**Supplied text**
****************************************

Saturday, March 24, 2012

Can You Believe It?

Was in my first 5k today with some people from work. You may be asking the question that I've asked myself for weeks...
You did what?!?!
Yeah.  I didn't run the whole thing, but I think I did maybe half of it, and finished it in around 42 minutes. That's pretty good for this girl who couldn't run at all as a kid without running out of breath in about a minute.  Don't get me wrong, I still huff and puff a lot, but I guess that's ok when you're 40-something. I'm not sure how many participated overall, and I wanted to write this while it was fresh in my mind so I'm not waiting until the results show up on the website. 

One interesting thing happened shortly after the race started. I was moving along, and people were everywhere. It was a little overwhelming, but I made it through that part (I really didn't know what to expect at the start of a race. It can be a bit chaotic if you've never done it before). I was listening to music, which not only motivates but also helps drown out the aforementioned huffing and puffing. I was probably about 1/4 mile in, and I heard the lyrics in my ears....
With my feet off the ground I'm gonna praise You
With this love I have found, I'm gonna tell the world
The reason I dance is 'cause You saved me
Yes You saved me, yes You saved me
And here's where it got odd. I mean, interesting is what I said before so let's go with that.  I started to cry. Not just a few tears, but I was trying with all my might to not sob out loud.

At first glance, they don't seem like words that would make a person cry, do they? Not to me either. I've listened to that song a whole bunch of times and I'm pretty sure I never cried before. Have you ever tried to run while you're crying? It is NOT easy.

Then, it hit me. One year ago I was in Romania (can you believe it?). I was holding babies. I was walking up hill at some point that day (that's just a given - everything is up hill) and I know I couldn't keep up, and I'm sure I was doing a lot of that huffing and puffing I mentioned before. I'm pretty sure that it was one year ago today (or tomorrow) that we walked up to the Hollywood, I mean Brasov sign and the man I passed told me I was "last in line". Then I wrote this.

Today, I realized that I'm not last in line any more. Not physically, not emotionally, not spiritually. Oh I know I wasn't really last then, but my perception at the time was just that. Last. I also know that I'm certainly not first now.

****************************************

**Record set**
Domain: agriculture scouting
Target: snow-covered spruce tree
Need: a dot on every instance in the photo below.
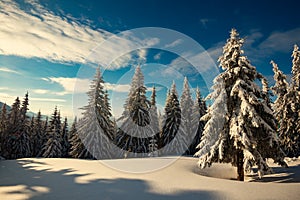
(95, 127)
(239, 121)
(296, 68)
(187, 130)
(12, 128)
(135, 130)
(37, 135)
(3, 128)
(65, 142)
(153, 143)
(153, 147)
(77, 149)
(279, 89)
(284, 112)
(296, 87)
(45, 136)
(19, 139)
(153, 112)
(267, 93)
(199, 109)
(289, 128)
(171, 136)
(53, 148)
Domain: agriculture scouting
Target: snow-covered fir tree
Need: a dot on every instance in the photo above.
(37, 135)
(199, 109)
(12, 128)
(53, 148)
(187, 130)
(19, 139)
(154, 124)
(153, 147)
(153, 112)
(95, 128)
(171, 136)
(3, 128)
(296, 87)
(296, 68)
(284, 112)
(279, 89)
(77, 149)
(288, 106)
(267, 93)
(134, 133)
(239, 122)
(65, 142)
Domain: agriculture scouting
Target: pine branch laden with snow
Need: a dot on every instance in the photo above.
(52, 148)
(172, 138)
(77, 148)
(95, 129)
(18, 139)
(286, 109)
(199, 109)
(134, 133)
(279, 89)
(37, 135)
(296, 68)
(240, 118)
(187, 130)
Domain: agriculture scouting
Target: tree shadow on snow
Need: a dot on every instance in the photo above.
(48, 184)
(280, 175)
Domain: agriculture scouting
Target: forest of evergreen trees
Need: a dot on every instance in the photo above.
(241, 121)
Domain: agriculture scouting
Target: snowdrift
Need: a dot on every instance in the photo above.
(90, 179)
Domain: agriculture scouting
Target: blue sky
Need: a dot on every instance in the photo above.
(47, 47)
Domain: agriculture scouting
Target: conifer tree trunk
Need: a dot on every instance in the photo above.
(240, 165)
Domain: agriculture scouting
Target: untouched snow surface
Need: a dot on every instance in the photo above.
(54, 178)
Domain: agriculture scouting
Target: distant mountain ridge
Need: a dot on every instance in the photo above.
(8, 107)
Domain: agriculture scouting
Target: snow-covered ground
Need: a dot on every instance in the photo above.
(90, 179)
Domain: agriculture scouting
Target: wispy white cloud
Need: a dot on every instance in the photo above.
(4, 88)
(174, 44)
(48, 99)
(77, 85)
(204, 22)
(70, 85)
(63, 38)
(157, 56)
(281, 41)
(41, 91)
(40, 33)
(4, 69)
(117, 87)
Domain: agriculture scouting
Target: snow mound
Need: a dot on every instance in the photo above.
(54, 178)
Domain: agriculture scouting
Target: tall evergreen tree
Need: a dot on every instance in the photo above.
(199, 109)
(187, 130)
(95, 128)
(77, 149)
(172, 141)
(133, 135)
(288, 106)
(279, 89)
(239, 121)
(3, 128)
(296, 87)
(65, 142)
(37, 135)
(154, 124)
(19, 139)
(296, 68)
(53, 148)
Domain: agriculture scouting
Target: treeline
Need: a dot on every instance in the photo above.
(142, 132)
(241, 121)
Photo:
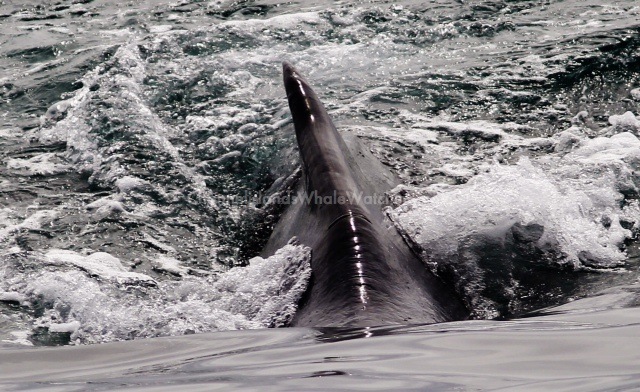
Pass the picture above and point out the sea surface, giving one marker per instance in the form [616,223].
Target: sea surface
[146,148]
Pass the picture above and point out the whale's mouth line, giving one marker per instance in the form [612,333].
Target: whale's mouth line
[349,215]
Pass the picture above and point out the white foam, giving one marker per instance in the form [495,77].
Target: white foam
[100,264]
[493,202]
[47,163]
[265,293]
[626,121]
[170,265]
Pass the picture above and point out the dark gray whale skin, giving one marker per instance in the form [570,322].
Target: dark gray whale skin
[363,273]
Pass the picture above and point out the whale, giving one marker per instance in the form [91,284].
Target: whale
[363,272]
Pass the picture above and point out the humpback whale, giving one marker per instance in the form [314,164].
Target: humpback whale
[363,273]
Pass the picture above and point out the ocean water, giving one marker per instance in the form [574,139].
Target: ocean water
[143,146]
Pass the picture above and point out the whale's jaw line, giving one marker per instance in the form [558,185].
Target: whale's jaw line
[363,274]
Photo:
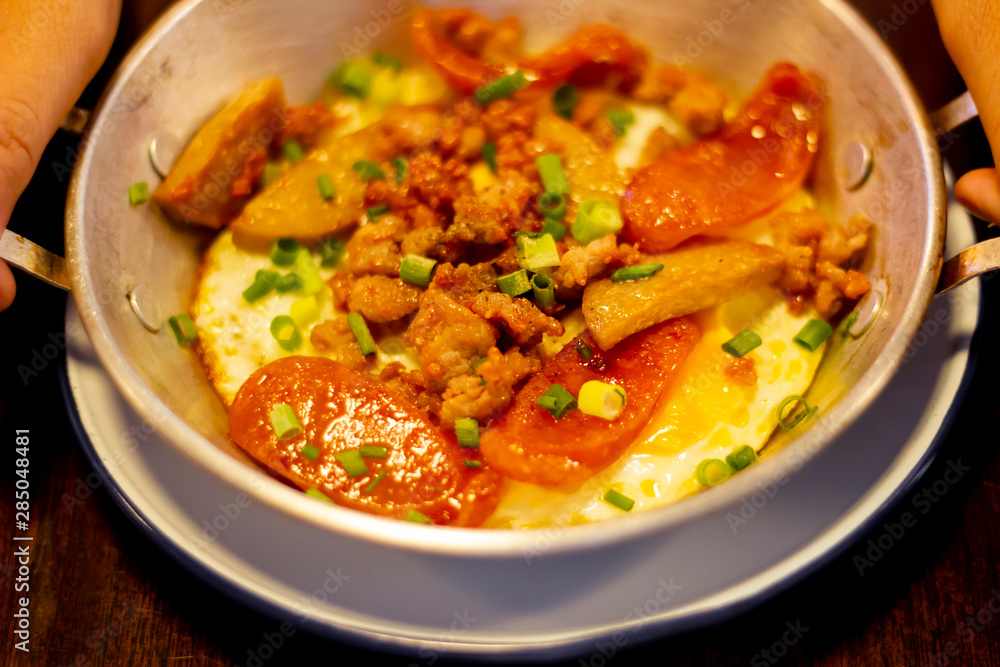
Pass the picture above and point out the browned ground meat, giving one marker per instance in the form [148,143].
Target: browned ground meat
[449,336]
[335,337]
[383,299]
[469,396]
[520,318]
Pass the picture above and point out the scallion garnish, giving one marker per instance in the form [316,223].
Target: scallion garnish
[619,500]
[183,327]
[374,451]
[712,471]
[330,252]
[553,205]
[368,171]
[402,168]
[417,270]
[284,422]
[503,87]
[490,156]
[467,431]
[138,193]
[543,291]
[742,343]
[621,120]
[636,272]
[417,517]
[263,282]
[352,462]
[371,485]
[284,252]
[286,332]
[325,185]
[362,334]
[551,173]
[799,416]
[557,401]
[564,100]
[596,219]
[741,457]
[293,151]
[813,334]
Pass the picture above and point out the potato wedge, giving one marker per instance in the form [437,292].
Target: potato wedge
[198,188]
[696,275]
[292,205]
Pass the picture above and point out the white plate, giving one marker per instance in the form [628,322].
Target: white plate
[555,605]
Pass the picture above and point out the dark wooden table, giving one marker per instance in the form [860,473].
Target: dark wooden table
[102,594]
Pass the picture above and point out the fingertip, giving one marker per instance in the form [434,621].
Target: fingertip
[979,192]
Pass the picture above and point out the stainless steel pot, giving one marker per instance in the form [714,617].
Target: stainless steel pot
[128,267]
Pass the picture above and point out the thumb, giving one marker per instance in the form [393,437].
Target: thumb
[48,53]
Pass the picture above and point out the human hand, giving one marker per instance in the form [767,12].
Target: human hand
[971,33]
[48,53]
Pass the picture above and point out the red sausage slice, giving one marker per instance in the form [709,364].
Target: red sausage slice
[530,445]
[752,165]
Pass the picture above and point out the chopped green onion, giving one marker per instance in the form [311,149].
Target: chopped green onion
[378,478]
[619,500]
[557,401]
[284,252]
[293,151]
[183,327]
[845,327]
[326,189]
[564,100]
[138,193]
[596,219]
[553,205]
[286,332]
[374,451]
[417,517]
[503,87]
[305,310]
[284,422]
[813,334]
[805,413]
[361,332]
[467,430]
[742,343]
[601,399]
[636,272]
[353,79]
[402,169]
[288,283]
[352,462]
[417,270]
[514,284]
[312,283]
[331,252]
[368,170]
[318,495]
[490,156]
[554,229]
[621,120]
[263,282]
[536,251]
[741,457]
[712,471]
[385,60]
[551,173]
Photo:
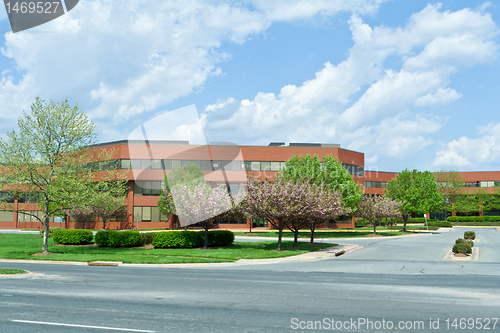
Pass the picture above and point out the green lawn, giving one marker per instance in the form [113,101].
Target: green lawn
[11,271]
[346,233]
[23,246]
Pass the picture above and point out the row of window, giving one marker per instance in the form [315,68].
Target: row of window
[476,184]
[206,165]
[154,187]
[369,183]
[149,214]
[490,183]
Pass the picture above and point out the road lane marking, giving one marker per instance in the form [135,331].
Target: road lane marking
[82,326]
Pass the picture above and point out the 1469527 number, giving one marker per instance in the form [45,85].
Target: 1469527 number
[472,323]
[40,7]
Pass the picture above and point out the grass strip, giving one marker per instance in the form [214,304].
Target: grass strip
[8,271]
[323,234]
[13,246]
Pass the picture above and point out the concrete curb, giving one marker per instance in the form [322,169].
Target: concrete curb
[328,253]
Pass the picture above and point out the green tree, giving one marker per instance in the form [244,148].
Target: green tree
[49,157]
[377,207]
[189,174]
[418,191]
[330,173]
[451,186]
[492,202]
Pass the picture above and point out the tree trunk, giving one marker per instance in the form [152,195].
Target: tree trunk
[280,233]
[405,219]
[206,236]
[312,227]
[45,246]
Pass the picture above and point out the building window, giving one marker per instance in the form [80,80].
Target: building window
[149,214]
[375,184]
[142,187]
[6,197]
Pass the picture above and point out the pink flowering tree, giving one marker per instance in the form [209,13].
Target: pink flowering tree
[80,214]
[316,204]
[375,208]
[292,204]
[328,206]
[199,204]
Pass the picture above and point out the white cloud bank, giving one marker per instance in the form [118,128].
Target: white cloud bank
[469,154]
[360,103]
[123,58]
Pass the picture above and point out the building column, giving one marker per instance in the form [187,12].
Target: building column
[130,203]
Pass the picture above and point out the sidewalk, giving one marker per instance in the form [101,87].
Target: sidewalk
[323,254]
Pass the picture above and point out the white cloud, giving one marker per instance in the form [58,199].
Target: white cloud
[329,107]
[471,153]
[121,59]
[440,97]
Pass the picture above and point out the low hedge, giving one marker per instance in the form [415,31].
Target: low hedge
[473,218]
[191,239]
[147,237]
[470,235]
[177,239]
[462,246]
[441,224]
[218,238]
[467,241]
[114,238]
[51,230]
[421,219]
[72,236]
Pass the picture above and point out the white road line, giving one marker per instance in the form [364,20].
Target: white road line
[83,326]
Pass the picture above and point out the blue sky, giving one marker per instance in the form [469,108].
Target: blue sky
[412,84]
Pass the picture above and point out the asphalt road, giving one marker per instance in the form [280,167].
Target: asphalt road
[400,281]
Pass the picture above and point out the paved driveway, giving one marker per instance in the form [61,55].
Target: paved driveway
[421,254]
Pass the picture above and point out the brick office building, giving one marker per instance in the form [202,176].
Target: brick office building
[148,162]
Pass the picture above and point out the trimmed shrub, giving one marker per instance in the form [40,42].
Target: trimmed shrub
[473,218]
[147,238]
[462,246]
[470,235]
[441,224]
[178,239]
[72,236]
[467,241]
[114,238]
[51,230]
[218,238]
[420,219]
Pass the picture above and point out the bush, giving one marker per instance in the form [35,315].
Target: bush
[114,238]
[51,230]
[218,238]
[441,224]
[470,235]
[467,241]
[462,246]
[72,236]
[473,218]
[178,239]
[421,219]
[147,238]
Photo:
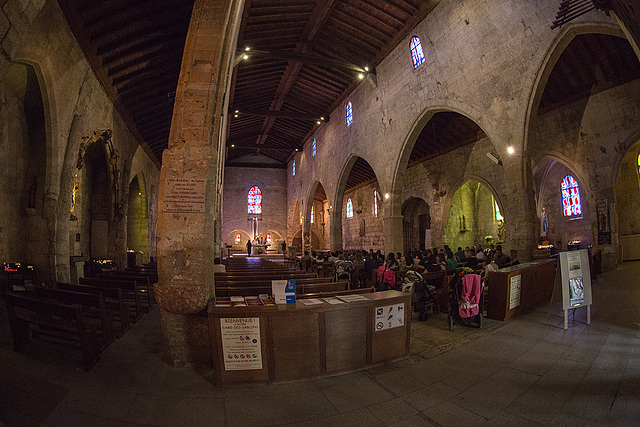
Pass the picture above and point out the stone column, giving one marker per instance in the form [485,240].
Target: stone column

****************************************

**Task statement**
Pick up the blog post about running a first 5k where it stops, starting after its last sentence.

**Task result**
As I pulled myself together, I found myself running and praising God and thanking him for how far he has brought me in the last year. He did save me. Once many years ago he saved me from me, and last year, he saved me from Meningitis (whether you believe I was saved by the healing hand of God or the miracle of modern medicine, He did save me). And of course, that made me cry more, and a few of those sobs I was trying to hold in escaped. If you're new here or have forgotten what happened, check out this post. I did eventually manage to pull myself together for the majority of the run though.

Toward the end of the race - maybe 1/2 mile from the end of the race, I passed a man on the side of the road. Unlike the man who saw my defeat in Romania, this man spoke to my potential. He said,
"You're almost there. You can make it."
It's amazing what that little bit of encouragement did for my drive to finish. I'd like to say I sprinted the rest of the way, but I didn't, but I did have a little more spring in my step.  (This is a a great place to pause and remind you that death and life are in the power of the tongue, and something so powerful should be used with extreme care - there's your less for today).

As I turned the corner to cross the finish line, I scanned quickly the crowd for the rest of our team from work. I didn't see them, but I decided to sprint to the finish line and then look for them. Right before I crossed the finish line, I heard someone call my name. Once again, I knew I wasn't alone. My team was waiting for me, once again - just like the team waited at the top of the hill in Romania. But this time, I celebrated and, once again, fought back the tears.

Oh, that song up there is "Let it Out" by Worth Dying For, in case you were curious.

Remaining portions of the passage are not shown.